* [Short problem]: Render the stretch of entries from the line containing "like x=5 y=21." through the line containing "x=269 y=215" as a numbered list, one line per item, with blank lines left out.

* [Material shown]:
# # # # #

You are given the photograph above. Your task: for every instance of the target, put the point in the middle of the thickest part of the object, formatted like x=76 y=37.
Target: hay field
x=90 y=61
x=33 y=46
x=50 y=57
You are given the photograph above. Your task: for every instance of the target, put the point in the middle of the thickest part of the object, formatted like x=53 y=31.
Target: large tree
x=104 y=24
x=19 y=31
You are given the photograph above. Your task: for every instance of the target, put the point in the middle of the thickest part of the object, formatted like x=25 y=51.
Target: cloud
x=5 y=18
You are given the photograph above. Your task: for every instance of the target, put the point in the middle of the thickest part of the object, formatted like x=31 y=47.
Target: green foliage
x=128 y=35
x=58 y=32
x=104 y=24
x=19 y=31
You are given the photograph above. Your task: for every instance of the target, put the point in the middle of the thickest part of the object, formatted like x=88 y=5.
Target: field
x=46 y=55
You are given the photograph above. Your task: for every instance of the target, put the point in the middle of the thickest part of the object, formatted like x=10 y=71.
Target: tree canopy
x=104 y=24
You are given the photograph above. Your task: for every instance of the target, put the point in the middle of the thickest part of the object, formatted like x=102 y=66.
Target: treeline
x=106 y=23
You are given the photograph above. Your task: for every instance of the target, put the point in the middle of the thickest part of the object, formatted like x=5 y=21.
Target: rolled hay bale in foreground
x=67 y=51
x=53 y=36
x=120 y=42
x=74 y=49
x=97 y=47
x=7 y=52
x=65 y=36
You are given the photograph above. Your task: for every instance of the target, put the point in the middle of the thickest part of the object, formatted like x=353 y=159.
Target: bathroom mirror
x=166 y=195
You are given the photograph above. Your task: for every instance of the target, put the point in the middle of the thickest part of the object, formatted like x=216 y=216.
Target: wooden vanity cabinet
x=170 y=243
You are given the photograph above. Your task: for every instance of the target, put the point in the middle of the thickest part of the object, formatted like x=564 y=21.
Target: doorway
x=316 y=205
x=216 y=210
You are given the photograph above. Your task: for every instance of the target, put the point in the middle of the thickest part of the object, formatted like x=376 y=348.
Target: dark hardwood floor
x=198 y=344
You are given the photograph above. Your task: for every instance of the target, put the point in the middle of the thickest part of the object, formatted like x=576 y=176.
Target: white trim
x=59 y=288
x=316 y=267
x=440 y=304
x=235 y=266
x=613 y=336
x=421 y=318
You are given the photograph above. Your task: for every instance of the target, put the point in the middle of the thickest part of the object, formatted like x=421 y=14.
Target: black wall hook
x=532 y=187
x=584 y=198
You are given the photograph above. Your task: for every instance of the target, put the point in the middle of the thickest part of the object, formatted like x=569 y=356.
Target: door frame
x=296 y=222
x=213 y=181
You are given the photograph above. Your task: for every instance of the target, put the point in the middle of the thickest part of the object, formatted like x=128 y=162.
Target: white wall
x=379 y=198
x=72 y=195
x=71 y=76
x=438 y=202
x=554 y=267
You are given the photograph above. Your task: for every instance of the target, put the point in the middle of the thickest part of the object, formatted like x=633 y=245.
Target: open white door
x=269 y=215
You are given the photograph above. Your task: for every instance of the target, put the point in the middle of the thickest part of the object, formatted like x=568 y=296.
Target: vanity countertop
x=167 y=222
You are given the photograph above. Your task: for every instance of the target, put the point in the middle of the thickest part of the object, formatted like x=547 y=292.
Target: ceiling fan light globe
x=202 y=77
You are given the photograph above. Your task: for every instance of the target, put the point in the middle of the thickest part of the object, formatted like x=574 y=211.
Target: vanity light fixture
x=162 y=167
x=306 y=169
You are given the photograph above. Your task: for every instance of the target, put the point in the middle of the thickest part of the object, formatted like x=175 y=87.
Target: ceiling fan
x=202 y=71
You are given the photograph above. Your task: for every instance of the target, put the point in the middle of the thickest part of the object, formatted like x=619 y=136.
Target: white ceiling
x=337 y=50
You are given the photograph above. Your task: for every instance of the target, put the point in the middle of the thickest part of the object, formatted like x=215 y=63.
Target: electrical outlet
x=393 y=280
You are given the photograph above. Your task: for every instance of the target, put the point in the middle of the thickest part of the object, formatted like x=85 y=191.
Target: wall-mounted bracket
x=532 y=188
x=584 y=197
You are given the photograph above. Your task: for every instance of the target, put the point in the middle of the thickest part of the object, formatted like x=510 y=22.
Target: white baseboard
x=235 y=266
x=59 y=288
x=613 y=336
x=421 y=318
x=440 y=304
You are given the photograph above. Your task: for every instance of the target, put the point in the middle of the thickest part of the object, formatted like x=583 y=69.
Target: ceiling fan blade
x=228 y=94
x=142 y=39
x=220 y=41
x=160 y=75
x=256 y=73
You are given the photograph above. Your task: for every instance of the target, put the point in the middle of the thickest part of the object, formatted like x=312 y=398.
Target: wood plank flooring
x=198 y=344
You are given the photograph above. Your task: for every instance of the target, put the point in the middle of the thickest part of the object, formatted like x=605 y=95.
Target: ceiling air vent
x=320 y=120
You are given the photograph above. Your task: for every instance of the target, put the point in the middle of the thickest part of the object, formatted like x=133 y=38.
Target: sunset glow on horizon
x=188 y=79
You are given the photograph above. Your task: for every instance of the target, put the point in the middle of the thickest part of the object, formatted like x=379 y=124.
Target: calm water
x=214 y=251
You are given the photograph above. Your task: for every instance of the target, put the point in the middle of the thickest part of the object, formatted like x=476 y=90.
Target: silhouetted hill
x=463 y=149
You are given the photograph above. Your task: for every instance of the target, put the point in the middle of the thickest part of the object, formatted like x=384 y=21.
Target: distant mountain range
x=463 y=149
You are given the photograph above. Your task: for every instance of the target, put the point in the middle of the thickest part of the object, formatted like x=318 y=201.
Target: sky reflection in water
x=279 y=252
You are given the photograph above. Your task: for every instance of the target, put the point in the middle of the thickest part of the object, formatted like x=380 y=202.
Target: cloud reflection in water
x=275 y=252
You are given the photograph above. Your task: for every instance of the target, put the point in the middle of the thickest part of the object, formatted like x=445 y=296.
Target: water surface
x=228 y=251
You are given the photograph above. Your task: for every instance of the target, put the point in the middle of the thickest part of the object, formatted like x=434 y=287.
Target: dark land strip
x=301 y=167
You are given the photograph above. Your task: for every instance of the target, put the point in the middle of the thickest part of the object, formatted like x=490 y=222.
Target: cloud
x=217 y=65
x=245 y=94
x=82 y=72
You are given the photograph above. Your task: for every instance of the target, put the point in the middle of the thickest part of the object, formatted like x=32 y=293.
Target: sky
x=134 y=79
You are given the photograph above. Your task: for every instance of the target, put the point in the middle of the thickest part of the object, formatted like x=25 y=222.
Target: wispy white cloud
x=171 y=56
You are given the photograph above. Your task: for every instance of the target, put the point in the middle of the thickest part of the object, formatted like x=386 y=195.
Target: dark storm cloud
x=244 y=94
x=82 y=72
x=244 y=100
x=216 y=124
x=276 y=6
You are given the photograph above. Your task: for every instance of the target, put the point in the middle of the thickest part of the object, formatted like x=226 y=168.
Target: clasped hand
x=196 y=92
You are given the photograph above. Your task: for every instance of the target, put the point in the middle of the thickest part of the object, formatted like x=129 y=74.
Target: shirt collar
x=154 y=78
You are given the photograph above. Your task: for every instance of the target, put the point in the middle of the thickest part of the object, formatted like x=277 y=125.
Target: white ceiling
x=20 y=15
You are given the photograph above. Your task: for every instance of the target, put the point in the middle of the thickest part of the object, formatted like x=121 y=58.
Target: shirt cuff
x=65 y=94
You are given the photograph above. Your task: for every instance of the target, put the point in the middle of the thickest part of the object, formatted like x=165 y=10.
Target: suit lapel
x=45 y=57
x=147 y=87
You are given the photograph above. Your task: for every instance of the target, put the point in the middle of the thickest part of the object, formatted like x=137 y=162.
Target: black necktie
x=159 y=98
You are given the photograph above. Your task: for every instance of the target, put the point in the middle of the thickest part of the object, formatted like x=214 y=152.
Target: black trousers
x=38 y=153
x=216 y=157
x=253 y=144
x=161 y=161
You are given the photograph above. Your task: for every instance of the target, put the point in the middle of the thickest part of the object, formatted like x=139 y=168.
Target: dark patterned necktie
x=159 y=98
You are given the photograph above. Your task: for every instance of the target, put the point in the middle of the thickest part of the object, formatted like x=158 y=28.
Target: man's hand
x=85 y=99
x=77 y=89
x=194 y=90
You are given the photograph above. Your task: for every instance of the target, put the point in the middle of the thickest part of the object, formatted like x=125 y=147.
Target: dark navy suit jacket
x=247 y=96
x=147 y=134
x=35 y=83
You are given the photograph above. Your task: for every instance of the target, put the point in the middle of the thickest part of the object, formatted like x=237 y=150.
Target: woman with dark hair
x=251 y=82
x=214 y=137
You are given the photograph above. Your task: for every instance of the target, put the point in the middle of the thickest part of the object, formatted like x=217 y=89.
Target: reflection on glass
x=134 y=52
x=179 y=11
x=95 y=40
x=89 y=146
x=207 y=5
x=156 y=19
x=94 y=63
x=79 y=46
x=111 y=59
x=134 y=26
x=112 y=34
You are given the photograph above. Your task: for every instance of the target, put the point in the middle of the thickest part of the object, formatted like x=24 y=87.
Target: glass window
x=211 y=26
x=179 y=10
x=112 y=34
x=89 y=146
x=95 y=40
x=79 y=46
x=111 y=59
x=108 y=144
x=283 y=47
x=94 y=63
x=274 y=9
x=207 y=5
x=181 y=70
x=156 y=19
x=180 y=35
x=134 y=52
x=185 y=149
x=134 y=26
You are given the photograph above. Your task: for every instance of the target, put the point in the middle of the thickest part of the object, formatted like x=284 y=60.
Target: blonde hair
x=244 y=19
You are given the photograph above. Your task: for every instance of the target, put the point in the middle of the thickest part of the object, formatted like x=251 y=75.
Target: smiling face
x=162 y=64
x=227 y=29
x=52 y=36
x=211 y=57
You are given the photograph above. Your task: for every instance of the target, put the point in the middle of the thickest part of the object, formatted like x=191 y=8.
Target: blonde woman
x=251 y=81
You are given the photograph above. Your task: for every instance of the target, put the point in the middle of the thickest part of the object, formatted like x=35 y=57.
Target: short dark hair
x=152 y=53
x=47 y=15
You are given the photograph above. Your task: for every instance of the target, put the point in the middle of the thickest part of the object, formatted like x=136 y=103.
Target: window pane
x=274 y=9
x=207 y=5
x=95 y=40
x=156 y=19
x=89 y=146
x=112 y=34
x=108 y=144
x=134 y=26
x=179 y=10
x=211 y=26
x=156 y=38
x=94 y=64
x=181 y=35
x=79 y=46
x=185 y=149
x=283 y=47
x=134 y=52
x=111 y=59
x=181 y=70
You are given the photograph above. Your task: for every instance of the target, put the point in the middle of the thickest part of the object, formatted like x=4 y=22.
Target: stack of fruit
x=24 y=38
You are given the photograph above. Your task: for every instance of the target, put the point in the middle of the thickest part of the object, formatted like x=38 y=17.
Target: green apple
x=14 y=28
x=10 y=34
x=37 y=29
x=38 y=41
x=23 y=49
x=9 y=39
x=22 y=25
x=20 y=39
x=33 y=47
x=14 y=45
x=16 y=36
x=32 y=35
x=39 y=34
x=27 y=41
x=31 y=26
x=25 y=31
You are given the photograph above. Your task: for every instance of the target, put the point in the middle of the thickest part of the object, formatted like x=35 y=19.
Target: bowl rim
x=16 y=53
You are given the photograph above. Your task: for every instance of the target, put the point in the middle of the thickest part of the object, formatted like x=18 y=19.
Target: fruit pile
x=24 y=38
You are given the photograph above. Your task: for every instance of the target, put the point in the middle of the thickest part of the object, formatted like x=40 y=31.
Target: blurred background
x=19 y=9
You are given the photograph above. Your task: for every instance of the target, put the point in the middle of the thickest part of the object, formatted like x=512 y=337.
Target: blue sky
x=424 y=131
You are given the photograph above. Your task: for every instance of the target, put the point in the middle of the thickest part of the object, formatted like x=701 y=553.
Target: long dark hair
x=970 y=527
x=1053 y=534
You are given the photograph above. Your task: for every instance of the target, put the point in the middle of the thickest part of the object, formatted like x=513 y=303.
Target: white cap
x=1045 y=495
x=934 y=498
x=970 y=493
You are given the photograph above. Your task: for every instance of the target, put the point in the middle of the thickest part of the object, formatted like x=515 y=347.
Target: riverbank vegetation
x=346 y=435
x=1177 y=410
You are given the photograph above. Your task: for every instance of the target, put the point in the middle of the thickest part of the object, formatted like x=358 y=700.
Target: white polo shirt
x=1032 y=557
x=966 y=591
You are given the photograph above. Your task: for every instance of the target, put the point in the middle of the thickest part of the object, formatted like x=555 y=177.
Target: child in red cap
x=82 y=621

# # # # #

* [Exercise output]:
1. You are given the photograph above. Your task: for every instance of the target, put the point in the middle of the thickest part of the object, formatted like x=5 y=21.
2. Target: rolled hay bale in foreground
3. x=67 y=51
4. x=53 y=36
5. x=120 y=42
6. x=74 y=49
7. x=97 y=47
8. x=7 y=52
9. x=65 y=36
10. You are given the photograph above. Your task: for every instance of the target, put the point in the middle of the thickest part of the object, formatted like x=353 y=159.
11. Target: bathroom mirror
12. x=166 y=195
13. You are given the photograph above. Your task: for every instance of the target, put the point in the middle of the thickest part of the object, formatted like x=216 y=216.
14. Target: wooden vanity cabinet
15. x=170 y=243
16. You are given the photograph above. Your task: for every instance of the target, put the point in the middle of the thickest part of the object, formatted like x=564 y=21.
17. Target: doorway
18. x=316 y=205
19. x=216 y=210
20. You are given the photograph above. Your task: for every instance of the target, put the point in the middle of the thickest part of the object, formatted like x=376 y=348.
21. Target: dark hardwood floor
22. x=198 y=344
23. You are given the photograph above. Your task: for every instance of the target, put the point in the middle of the thickest part of the object, formatted like x=576 y=176.
24. Target: white trim
25. x=59 y=288
26. x=316 y=267
27. x=440 y=304
28. x=235 y=266
29. x=613 y=336
30. x=421 y=318
31. You are given the photograph above. Your task: for every instance of the target, put the point in the middle of the thickest part of the object, formatted like x=421 y=14.
32. Target: black wall hook
33. x=532 y=187
34. x=584 y=198
35. You are given the photograph above. Your task: for every instance of the target, put the point in the middle of the thickest part of the object, formatted like x=569 y=356.
36. Target: door frame
37. x=296 y=222
38. x=213 y=181
39. You are given the photograph above. Your task: for every instance of the target, put the point in the middle of the thickest part of the object, formatted like x=128 y=162.
40. Target: white wall
41. x=379 y=198
42. x=72 y=195
43. x=71 y=76
44. x=438 y=202
45. x=554 y=267
46. You are given the photograph above. Your task: for every instance of the target, put the point in the middle of the thickest part of the object, formatted like x=633 y=245.
47. Target: open white door
48. x=269 y=215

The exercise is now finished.